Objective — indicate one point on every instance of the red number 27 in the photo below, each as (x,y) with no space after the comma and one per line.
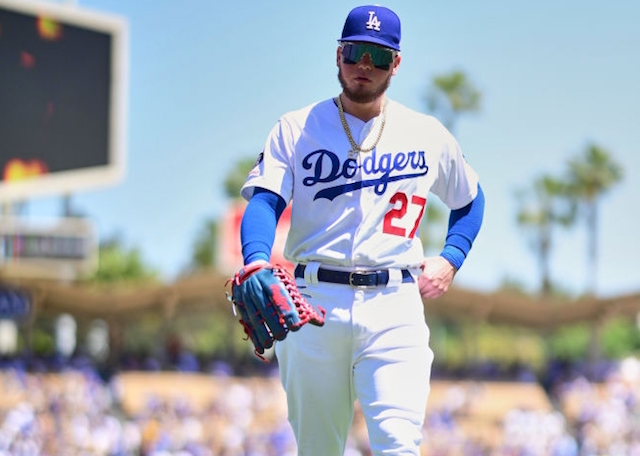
(401,212)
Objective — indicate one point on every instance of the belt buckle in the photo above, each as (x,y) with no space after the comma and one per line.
(361,273)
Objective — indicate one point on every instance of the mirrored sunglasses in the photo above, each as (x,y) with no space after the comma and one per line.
(380,57)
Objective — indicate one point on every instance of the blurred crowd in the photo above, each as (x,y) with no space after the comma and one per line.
(76,412)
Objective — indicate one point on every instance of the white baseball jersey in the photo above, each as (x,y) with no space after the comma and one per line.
(362,211)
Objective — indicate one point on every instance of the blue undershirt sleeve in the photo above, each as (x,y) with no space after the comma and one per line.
(258,226)
(464,225)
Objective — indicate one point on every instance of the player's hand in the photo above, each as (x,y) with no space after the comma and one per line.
(437,274)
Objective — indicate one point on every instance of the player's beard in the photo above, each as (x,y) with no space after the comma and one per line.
(361,94)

□ □ □

WHAT YOU WILL DO: Which lines run from the one with "the player's hand" through the end of the listing above? Restate them word for word, with nothing else.

ANSWER SECTION:
Objective — indicate one point on every instance of the player's hand in the photo above, each as (x,y) with no space after the comma and one per line.
(437,274)
Objective — indicate one point on every instance of the player's beard in the photo above, each as (x,y) with no space after the comma and one per line.
(361,94)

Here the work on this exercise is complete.